Data extracts

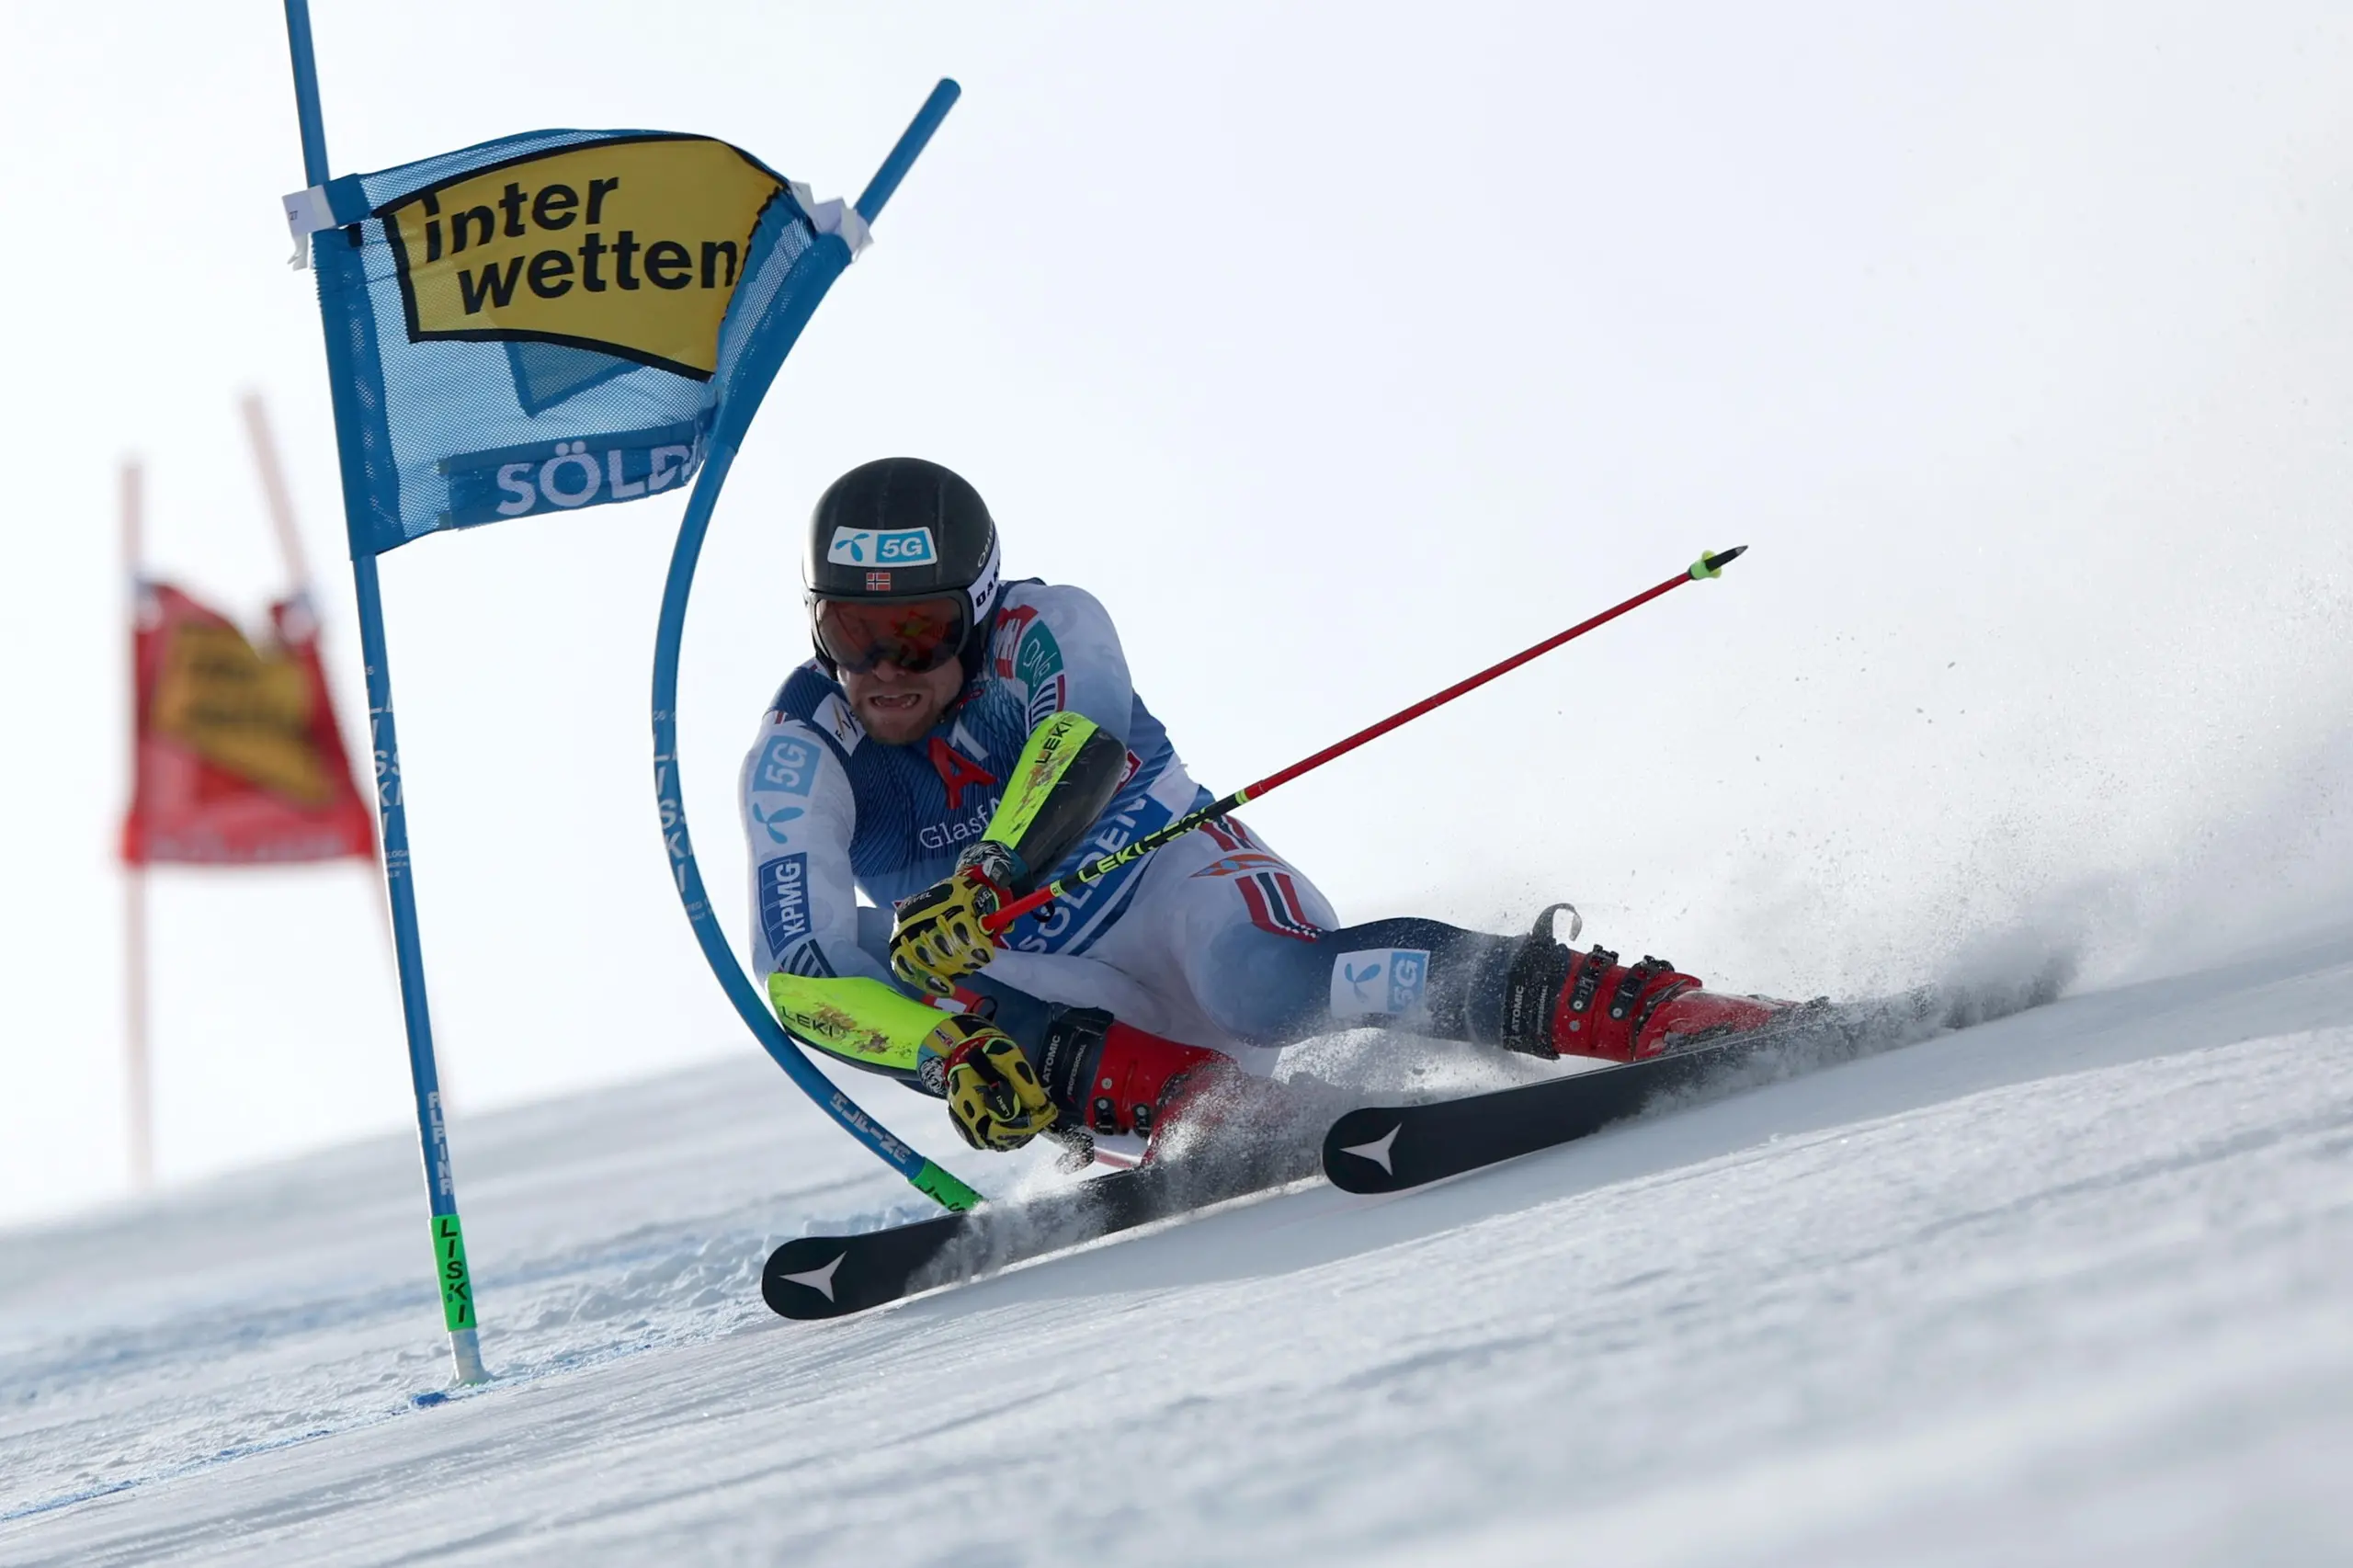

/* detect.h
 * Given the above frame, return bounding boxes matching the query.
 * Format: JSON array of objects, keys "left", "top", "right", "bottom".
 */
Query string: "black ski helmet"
[{"left": 802, "top": 458, "right": 1003, "bottom": 677}]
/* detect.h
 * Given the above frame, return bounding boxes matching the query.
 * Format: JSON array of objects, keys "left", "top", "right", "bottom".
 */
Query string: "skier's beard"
[{"left": 842, "top": 659, "right": 962, "bottom": 745}]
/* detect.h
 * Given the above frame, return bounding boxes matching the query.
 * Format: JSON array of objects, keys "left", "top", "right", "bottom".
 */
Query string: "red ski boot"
[
  {"left": 1029, "top": 1003, "right": 1317, "bottom": 1168},
  {"left": 1498, "top": 903, "right": 1790, "bottom": 1063},
  {"left": 1028, "top": 1005, "right": 1236, "bottom": 1156}
]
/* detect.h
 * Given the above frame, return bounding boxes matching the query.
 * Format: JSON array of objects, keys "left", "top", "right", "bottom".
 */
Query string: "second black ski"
[{"left": 1323, "top": 979, "right": 2058, "bottom": 1195}]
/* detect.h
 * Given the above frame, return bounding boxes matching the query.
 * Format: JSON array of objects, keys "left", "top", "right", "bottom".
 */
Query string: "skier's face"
[{"left": 842, "top": 655, "right": 962, "bottom": 745}]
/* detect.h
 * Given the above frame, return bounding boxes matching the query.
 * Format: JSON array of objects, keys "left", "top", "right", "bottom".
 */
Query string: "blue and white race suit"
[{"left": 741, "top": 580, "right": 1512, "bottom": 1068}]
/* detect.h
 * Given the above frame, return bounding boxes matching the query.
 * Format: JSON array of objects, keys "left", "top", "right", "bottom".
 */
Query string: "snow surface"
[{"left": 6, "top": 927, "right": 2351, "bottom": 1565}]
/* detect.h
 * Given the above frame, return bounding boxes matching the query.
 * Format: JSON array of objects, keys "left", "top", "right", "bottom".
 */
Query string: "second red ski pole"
[{"left": 983, "top": 547, "right": 1747, "bottom": 936}]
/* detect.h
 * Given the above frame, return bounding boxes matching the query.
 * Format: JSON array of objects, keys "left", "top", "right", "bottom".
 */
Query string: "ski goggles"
[{"left": 810, "top": 593, "right": 972, "bottom": 675}]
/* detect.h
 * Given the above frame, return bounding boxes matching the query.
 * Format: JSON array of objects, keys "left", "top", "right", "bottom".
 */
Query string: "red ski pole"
[{"left": 983, "top": 547, "right": 1746, "bottom": 936}]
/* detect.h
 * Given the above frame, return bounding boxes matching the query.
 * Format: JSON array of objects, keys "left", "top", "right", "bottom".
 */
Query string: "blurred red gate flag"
[{"left": 120, "top": 583, "right": 376, "bottom": 866}]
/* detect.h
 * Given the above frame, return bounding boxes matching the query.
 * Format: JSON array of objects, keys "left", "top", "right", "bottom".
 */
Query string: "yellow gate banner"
[
  {"left": 379, "top": 136, "right": 785, "bottom": 379},
  {"left": 121, "top": 584, "right": 376, "bottom": 866},
  {"left": 150, "top": 619, "right": 334, "bottom": 805}
]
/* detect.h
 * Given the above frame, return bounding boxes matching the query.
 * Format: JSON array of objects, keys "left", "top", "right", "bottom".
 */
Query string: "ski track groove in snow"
[{"left": 2, "top": 927, "right": 2350, "bottom": 1562}]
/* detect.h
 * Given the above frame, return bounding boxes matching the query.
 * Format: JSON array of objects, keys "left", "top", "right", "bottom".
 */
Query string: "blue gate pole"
[
  {"left": 650, "top": 80, "right": 980, "bottom": 1211},
  {"left": 281, "top": 0, "right": 487, "bottom": 1388}
]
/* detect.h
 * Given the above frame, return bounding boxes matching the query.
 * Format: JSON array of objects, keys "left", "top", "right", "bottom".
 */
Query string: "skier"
[{"left": 742, "top": 457, "right": 1786, "bottom": 1159}]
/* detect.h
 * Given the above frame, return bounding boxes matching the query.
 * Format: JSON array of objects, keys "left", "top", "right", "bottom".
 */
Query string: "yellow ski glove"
[
  {"left": 890, "top": 845, "right": 1017, "bottom": 995},
  {"left": 932, "top": 1014, "right": 1061, "bottom": 1152}
]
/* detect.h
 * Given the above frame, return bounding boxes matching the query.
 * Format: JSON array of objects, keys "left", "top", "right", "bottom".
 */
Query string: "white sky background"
[{"left": 0, "top": 3, "right": 2347, "bottom": 1228}]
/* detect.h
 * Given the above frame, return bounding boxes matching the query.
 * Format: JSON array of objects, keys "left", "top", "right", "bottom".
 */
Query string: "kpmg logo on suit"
[{"left": 758, "top": 853, "right": 813, "bottom": 954}]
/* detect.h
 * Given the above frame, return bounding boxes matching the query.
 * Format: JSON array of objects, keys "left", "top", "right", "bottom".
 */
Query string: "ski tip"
[
  {"left": 1321, "top": 1108, "right": 1415, "bottom": 1195},
  {"left": 763, "top": 1237, "right": 860, "bottom": 1320}
]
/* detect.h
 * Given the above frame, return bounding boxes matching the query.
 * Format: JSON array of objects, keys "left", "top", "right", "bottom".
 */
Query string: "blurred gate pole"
[
  {"left": 121, "top": 460, "right": 154, "bottom": 1193},
  {"left": 240, "top": 393, "right": 313, "bottom": 590},
  {"left": 241, "top": 392, "right": 398, "bottom": 969}
]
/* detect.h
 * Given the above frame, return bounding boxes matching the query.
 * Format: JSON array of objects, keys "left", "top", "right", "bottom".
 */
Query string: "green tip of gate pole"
[
  {"left": 1690, "top": 545, "right": 1747, "bottom": 580},
  {"left": 913, "top": 1160, "right": 983, "bottom": 1211}
]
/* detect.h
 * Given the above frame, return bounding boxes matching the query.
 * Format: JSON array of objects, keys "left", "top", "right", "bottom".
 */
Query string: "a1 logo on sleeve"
[{"left": 825, "top": 527, "right": 938, "bottom": 567}]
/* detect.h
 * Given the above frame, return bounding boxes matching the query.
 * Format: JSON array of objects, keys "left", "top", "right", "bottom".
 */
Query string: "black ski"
[
  {"left": 771, "top": 971, "right": 2067, "bottom": 1312},
  {"left": 765, "top": 1141, "right": 1316, "bottom": 1319},
  {"left": 1323, "top": 981, "right": 2052, "bottom": 1195}
]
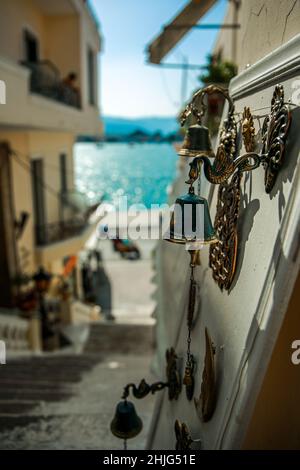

Aim of the task
A precise repetition of every entry, free of pictures, is the expected answer.

Response to the exercise
/* detect.h
 * Given the above frame, return bounding boxes matching the query.
 * Format: JSON array of objects, keys "left", "top", "right", "bottom".
 */
Query string: "black ski helmet"
[{"left": 802, "top": 458, "right": 1003, "bottom": 677}]
/* detect.h
 * Given the above frame, return bounding boxes matching the query.
 * Format: JSON array of objects, keys "left", "top", "right", "bottom".
 */
Query string: "skier's beard"
[{"left": 842, "top": 659, "right": 962, "bottom": 745}]
/* detect.h
 * Given the above frame, return bounding boxes matching the query.
 * Format: JSON array of objects, keys "left", "top", "right", "bottom".
 */
Query string: "red ski boot"
[
  {"left": 1029, "top": 1003, "right": 1317, "bottom": 1168},
  {"left": 1498, "top": 903, "right": 1790, "bottom": 1063},
  {"left": 1028, "top": 1005, "right": 1236, "bottom": 1156}
]
/* detect.h
 * Given the above frame, return bounding boxes matching the query.
 * Format: JSON array of objects, keys "left", "top", "right", "bottom".
 */
Query string: "second black ski"
[{"left": 1323, "top": 979, "right": 2058, "bottom": 1195}]
/* detect.h
 * Given the above frame, return bounding boxes matching the query.
 * Format: JSON array of objects, keys "left", "top", "right", "bottom".
 */
Query string: "skier's face"
[{"left": 842, "top": 655, "right": 962, "bottom": 745}]
/* detect.h
 * Given the above frame, return bounding boxes matching the query.
 * Format: JSON array of objects, keys "left", "top", "right", "bottom".
 */
Query string: "blue and white race suit"
[{"left": 741, "top": 580, "right": 1512, "bottom": 1068}]
/* detect.h
 * Given the above frame, return bounding boxes matching the query.
 * Format: JSON array of objects, keys "left", "top", "right", "bottom".
 */
Query string: "snow surface"
[{"left": 6, "top": 927, "right": 2351, "bottom": 1565}]
/* detect.h
 * Given the above frame, return bounding boxes matching the query.
 * Format: JSON array of objects, keys "left", "top", "right", "bottom".
 */
Query string: "second red ski pole"
[{"left": 983, "top": 547, "right": 1747, "bottom": 936}]
/* detect.h
 * Given the above frame, return bounding boxes matching the query.
 * Format: JSON array of objects, keys "left", "top", "right", "bottom".
 */
Query string: "ski goggles"
[{"left": 810, "top": 593, "right": 972, "bottom": 675}]
/* detect.h
 * Given the above frame, return bounding boxes matching the query.
 * Format: JSON array of objects, keys "left", "top", "right", "bottom".
 */
Query string: "red ski pole"
[{"left": 983, "top": 547, "right": 1746, "bottom": 936}]
/* detect.h
 * Given the above frame, return bounding boxes matching the query.
 * Format: JSON array of objects, keys "left", "top", "right", "bottom".
 */
Query string: "blurred red gate flag"
[{"left": 120, "top": 583, "right": 376, "bottom": 866}]
/* detect.h
 * Given the above frame, return bounding boxes matching the query.
 * Format: JSON array of objects, keys "left", "top", "right", "bottom".
 */
Query string: "yellow gate banner"
[
  {"left": 379, "top": 136, "right": 785, "bottom": 379},
  {"left": 121, "top": 584, "right": 376, "bottom": 866},
  {"left": 150, "top": 619, "right": 334, "bottom": 805}
]
/* detect.h
 * Given the above frame, return bounding boxes matching the query.
 * Format: JSON array of objects, keys "left", "top", "right", "bottom".
 */
Query string: "ski track groove in snow"
[{"left": 2, "top": 927, "right": 2350, "bottom": 1562}]
/* detect.h
 * Given the above frame, return bounding boxes matching the query.
 * Format: JSON array of objects, keys "left", "top", "right", "bottom".
 */
Query string: "blue gate pole"
[
  {"left": 650, "top": 80, "right": 980, "bottom": 1211},
  {"left": 281, "top": 0, "right": 487, "bottom": 1388}
]
/* detect.h
 * Given the above frame, return bounding boxes matching the query.
 * Format: JSON array of objects, keys "left", "top", "right", "bottom".
 */
Query string: "skier"
[{"left": 742, "top": 457, "right": 1786, "bottom": 1159}]
/* detect.h
 * Given the above frame, return bounding boxes matching the query.
 * Format: JSON array of objects, keys "left", "top", "right", "bottom".
 */
Query string: "yellow ski glove"
[
  {"left": 890, "top": 845, "right": 1017, "bottom": 995},
  {"left": 932, "top": 1014, "right": 1061, "bottom": 1152}
]
/* detect.h
 * Given the above frame, return bounding boxes matching the query.
 * Format: JSON array of objects, keys "left", "top", "right", "bottom".
 */
Query string: "white sky background"
[{"left": 0, "top": 3, "right": 2347, "bottom": 1228}]
/* detect.h
 * Given the above frame, return bounding boxes matching the query.
 * Format: JSON array of objects, keys "left", "top", "right", "bottom".
 */
Query string: "kpmg logo on suit"
[{"left": 758, "top": 853, "right": 813, "bottom": 954}]
/* detect.h
 * Given the above frame, return bounding boxes matching the query.
 * Format: JSON array of objects, keys "left", "top", "right", "bottom".
 */
Query string: "ski tip"
[
  {"left": 1321, "top": 1108, "right": 1415, "bottom": 1195},
  {"left": 763, "top": 1237, "right": 860, "bottom": 1320}
]
/* detect.h
 * Given the above frame, return bounding boxes matching the query.
 * Format: JSON array of objects, keys "left", "top", "right", "bottom".
 */
Query string: "blurred gate pole"
[
  {"left": 121, "top": 460, "right": 154, "bottom": 1193},
  {"left": 240, "top": 393, "right": 313, "bottom": 590},
  {"left": 241, "top": 392, "right": 398, "bottom": 969}
]
/* detect.h
 * Given the above frame, return bounding boxes matching the query.
 * Format: JSON array of objects, keys "left", "top", "right", "bottom".
 */
Query string: "green tip of gate pole"
[
  {"left": 1690, "top": 545, "right": 1747, "bottom": 580},
  {"left": 913, "top": 1160, "right": 983, "bottom": 1211}
]
/* detect.h
 * Given the above frame, return bounding boxes matching the query.
 * Format: JSON array of objects, keys "left", "top", "right", "bottom".
 */
Query string: "a1 logo on sleeve"
[{"left": 825, "top": 527, "right": 938, "bottom": 567}]
/* detect.h
 * Given the above frame, return bounding boxes matching the query.
 * Format: JSON array of objects, keys "left", "top", "right", "bottom".
 */
Query string: "black ski"
[
  {"left": 771, "top": 971, "right": 2067, "bottom": 1312},
  {"left": 765, "top": 1141, "right": 1316, "bottom": 1319},
  {"left": 1323, "top": 981, "right": 2052, "bottom": 1195}
]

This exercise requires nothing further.